* _DOCUMENT PASSAGE_
Intuitively this seems correct to me, at least for the code-first paradigm. I
do wonder if this holds in the TDD paradigm though, since in that case there
are (should be?) tests for everything regardless of complexity.

It would be interesting to try to answer this question with further
experimentation along the lines of the OP, though I can't think of any way of
detecting/classifying projects as TDD vs. not-TDD without contacting the
repository authors (which would be time-consuming, potentially prohibitively
so).

------
kgr
The results are compatible with "risk homeostasis" or "risk compensation"
theory. People who use unit tests have an increased sense of safety, so are
more comfortable living with less-safe designs and code-bases.

* _RECORD EXTRACTS_
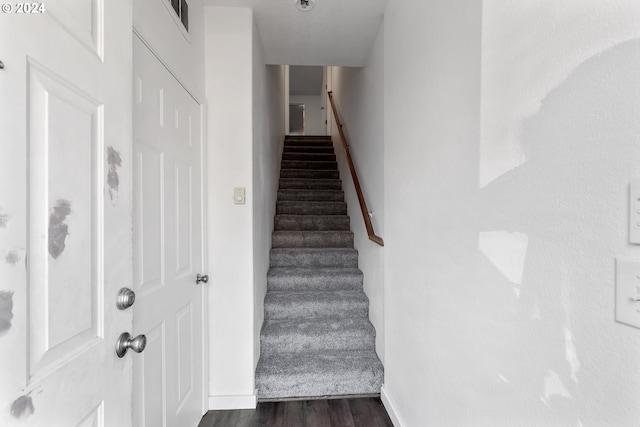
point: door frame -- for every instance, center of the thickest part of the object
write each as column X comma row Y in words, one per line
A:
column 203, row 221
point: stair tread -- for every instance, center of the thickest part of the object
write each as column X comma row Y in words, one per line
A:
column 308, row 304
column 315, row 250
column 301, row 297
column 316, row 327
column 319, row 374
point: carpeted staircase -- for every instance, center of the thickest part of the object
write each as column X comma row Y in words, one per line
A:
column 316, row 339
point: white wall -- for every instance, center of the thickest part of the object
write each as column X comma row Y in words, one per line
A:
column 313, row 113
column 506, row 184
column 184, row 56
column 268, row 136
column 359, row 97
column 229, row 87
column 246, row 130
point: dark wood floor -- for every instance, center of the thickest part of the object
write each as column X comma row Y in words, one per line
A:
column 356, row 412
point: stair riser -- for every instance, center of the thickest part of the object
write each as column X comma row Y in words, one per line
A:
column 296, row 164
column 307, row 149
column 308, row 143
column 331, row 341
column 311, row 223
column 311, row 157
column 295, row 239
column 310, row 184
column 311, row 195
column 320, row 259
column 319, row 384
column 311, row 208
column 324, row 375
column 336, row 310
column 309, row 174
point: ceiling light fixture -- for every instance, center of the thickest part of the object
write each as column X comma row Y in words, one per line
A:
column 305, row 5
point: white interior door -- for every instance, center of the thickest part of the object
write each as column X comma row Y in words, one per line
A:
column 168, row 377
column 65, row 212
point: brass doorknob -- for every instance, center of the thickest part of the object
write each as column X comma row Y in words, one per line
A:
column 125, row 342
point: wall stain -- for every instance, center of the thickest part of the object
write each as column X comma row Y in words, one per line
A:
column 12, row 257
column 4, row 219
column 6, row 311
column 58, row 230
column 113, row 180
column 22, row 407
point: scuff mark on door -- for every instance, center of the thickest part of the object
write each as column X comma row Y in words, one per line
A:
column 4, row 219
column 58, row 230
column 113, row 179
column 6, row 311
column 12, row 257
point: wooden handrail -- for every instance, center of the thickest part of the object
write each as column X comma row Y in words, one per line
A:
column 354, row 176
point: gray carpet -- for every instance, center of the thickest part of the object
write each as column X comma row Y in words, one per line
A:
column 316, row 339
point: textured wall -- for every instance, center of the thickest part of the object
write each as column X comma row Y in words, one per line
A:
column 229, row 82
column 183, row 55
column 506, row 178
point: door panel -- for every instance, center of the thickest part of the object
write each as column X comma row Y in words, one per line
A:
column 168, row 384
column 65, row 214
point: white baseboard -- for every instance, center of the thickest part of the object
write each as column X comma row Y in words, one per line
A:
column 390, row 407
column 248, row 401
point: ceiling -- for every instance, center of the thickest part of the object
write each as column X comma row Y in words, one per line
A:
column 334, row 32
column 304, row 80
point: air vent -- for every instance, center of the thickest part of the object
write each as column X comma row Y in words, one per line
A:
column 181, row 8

---

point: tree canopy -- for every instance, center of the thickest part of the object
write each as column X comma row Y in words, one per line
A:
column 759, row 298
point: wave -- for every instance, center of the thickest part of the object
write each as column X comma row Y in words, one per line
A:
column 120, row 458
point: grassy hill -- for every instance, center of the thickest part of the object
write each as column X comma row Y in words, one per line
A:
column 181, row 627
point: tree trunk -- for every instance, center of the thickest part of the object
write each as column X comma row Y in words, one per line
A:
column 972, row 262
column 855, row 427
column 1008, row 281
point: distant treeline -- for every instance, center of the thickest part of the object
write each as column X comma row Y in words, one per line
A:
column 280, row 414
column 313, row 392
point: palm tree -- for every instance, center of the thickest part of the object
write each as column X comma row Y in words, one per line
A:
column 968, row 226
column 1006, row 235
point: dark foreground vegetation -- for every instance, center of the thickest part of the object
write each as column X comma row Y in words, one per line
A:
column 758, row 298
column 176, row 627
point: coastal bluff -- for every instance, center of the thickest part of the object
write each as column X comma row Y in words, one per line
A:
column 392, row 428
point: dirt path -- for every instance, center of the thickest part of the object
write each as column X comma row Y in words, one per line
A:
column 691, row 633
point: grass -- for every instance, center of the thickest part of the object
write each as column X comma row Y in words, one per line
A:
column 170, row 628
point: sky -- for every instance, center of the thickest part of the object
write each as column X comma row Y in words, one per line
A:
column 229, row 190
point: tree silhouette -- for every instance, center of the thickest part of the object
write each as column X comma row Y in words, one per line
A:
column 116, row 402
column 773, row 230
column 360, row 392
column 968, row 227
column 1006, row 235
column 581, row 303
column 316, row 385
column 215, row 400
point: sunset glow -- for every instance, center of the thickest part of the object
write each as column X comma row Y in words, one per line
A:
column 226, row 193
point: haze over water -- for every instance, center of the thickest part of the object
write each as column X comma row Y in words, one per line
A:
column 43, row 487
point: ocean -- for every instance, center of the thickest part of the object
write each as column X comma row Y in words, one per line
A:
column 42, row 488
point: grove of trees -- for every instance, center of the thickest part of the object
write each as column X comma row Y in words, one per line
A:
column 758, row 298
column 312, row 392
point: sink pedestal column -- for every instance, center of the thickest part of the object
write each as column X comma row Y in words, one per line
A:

==

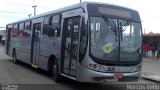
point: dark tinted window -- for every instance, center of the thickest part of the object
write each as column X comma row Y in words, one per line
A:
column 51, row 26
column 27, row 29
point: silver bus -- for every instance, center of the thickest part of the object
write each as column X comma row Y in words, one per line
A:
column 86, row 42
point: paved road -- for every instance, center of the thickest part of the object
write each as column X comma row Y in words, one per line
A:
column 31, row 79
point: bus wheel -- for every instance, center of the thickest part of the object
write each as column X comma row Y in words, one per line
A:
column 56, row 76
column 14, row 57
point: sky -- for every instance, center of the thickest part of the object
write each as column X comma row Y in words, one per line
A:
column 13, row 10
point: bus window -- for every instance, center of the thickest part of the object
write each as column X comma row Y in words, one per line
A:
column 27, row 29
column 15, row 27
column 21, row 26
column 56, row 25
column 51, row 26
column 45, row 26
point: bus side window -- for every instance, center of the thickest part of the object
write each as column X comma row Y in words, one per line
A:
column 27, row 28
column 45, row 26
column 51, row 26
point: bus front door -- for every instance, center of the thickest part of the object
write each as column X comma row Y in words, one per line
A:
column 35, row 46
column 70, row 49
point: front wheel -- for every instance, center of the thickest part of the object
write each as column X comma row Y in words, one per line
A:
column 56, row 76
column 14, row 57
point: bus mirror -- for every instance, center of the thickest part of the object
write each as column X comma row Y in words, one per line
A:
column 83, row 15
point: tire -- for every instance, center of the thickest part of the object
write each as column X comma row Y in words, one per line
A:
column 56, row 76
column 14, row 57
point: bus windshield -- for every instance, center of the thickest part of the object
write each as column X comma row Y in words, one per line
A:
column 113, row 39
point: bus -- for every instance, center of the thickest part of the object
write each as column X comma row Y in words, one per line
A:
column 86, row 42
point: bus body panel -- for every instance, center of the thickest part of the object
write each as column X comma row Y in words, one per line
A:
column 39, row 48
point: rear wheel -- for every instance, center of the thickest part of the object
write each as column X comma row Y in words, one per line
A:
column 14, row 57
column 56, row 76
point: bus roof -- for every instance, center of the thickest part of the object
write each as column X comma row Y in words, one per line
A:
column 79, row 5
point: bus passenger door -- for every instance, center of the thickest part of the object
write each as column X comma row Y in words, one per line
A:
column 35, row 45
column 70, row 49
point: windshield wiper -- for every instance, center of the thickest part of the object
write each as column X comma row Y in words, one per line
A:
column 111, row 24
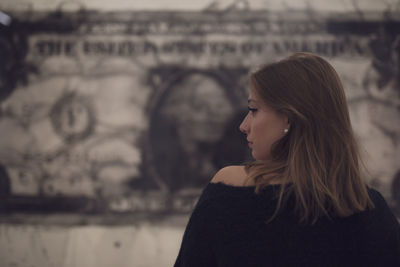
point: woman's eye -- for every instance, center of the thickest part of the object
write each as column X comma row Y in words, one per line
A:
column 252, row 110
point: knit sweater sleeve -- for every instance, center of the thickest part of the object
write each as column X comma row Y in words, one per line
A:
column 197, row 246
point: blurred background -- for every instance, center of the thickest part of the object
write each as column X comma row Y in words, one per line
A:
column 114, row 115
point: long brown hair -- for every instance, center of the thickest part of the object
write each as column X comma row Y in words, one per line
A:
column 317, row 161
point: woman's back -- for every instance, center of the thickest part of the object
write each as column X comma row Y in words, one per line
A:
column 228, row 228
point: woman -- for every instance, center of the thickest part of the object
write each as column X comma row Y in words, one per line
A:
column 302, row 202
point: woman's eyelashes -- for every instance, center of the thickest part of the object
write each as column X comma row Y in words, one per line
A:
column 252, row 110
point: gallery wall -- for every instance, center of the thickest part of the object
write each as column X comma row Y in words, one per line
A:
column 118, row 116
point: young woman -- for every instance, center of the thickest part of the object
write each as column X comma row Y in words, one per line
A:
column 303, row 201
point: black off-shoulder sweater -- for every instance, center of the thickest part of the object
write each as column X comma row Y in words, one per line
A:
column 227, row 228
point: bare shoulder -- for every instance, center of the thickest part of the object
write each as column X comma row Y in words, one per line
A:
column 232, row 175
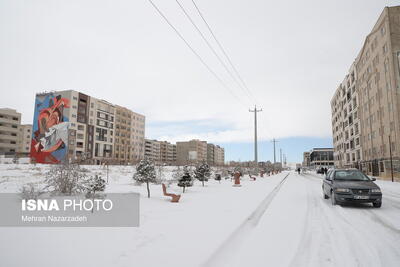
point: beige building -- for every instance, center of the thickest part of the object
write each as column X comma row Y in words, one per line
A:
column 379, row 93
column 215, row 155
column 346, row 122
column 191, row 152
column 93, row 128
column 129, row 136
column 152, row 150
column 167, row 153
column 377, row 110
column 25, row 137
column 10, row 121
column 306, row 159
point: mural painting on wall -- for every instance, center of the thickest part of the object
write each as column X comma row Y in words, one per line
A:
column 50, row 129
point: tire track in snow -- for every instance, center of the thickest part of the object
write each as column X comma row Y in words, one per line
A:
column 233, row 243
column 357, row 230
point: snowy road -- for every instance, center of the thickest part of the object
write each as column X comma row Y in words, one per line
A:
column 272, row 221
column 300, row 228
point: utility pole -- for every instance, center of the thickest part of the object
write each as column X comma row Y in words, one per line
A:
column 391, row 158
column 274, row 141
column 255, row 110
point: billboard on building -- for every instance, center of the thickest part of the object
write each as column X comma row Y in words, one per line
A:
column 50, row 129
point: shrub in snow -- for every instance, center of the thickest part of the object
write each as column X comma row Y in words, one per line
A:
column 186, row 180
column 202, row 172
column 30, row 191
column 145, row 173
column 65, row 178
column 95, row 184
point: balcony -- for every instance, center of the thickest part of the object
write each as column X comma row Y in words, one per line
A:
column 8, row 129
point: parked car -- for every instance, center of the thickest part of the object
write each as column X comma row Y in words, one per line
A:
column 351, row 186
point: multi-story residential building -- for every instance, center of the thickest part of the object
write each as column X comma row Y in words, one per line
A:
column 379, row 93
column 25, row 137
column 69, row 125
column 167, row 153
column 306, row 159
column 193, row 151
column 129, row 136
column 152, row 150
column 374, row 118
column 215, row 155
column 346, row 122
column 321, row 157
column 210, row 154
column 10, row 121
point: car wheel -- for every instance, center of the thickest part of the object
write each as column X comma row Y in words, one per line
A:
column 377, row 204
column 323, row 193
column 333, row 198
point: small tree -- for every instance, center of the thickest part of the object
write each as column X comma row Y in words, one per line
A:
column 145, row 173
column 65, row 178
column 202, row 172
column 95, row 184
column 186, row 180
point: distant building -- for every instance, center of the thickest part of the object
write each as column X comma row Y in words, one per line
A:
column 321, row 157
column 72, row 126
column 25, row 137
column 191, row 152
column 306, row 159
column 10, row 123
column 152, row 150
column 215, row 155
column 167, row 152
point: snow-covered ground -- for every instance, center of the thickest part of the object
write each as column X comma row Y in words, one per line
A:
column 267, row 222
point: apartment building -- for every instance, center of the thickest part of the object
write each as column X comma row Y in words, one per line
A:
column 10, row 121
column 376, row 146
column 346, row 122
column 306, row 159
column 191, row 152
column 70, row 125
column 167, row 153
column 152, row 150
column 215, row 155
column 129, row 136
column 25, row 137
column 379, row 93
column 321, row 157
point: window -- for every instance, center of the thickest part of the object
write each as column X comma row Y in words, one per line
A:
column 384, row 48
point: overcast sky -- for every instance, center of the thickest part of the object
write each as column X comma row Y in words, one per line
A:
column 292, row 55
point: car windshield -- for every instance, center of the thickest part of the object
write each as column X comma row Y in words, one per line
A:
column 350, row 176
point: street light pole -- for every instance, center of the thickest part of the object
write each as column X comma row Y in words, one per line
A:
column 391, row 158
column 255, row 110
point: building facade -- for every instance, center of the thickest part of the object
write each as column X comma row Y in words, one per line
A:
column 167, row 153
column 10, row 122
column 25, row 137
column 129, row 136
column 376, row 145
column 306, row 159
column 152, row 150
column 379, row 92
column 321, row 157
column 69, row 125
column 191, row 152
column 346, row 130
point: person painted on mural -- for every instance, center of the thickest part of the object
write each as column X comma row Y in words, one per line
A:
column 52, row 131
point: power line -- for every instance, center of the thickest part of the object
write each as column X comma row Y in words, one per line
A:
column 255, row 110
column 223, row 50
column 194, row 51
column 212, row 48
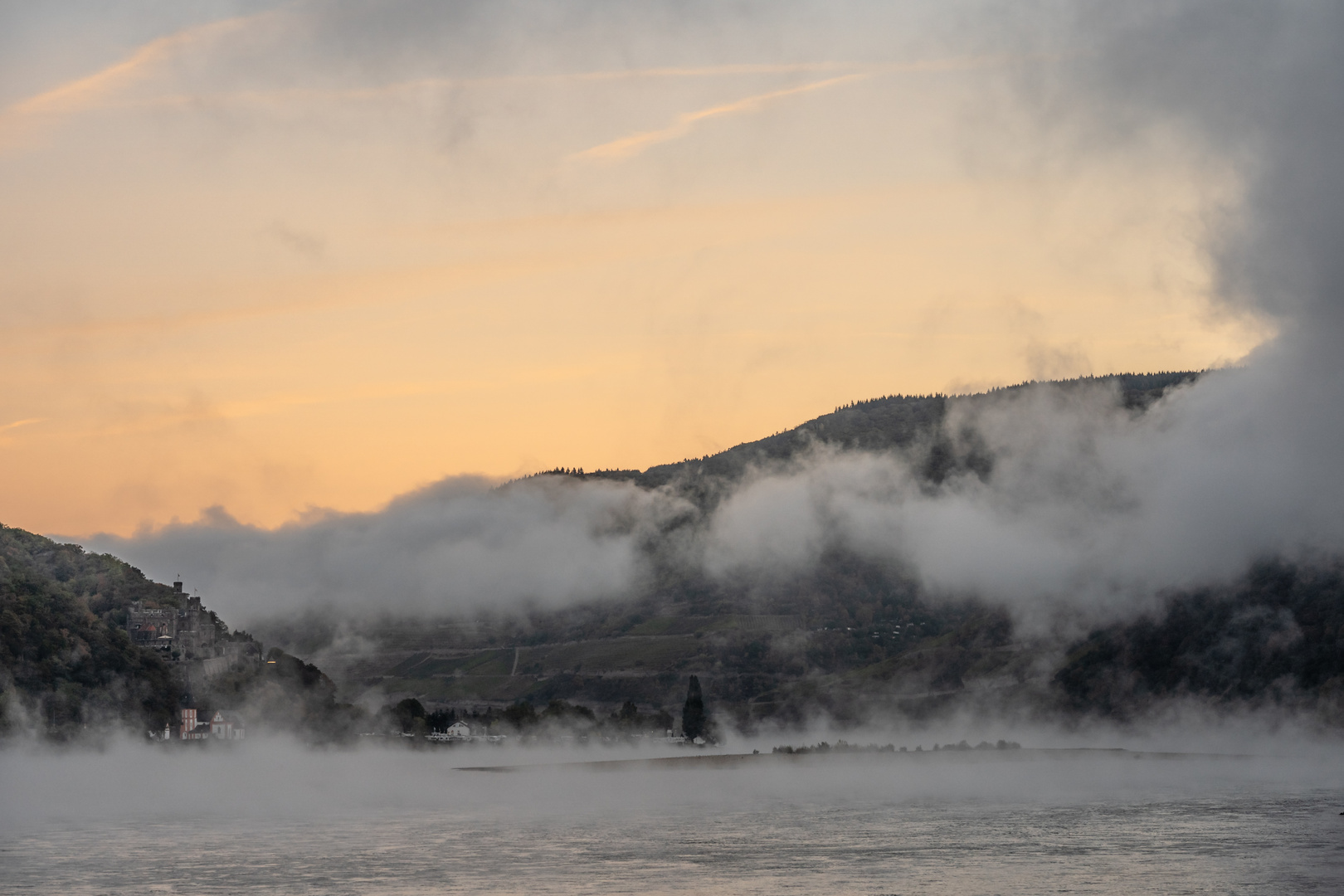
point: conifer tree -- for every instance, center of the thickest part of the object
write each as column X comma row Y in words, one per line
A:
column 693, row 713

* _PROBLEM SET_
A. Reproduce the unit testing discussion from "It would be" up to and including "designs and code-bases.".
B. Extend the forum discussion about unit testing and TDD, beginning right after its last sentence.
The data have no connection to the forum discussion about unit testing.

* _RESULTS OF THE EXERCISE_
A.
It would be interesting to try to answer this question with further
experimentation along the lines of the OP, though I can't think of any way of
detecting/classifying projects as TDD vs. not-TDD without contacting the
repository authors (which would be time-consuming, potentially prohibitively
so).

------
kgr
The results are compatible with "risk homeostasis" or "risk compensation"
theory. People who use unit tests have an increased sense of safety, so are
more comfortable living with less-safe designs and code-bases.

B.
"Risk compensation is a theory which suggests that people typically adjust
their behavior in response to the perceived level of risk, becoming more
careful where they sense greater risk and less careful if they feel more
protected. Although usually small in comparison to the fundamental benefits of
safety interventions, it may result in a lower net benefit than expected" \--
[https://en.wikipedia.org/wiki/Risk_compensation](https://en.wikipedia.org/wiki/Risk_compensation)

[http://injuryprevention.bmj.com/content/4/2/89](http://injuryprevention.bmj.com/content/4/2/89)

------
skywhopper
I like the idea of this study. I wish there were more data behind it. I’d love
to see comparisons based on language, or testing tool, for example. Or code
base size, age, author count, etc. There also needs to be some weighting of
confidence based on how many code bases are in each group. eg, Since there are
only four code bases in the >50% group, it’s dangerous to draw conclusions
based on a trend line when that group is equally weighted with the far more
populous groups.

Still, I’m hoping the author expands his datasets and analytical methods as
time goes on and I’d be interested to see this topic revisited with a larger
sample.

------
fulafel
What about causality? It seems plausible that people would be more motivated
to write unit tests for complex functions that are hard to gain cofidence in
otherwise.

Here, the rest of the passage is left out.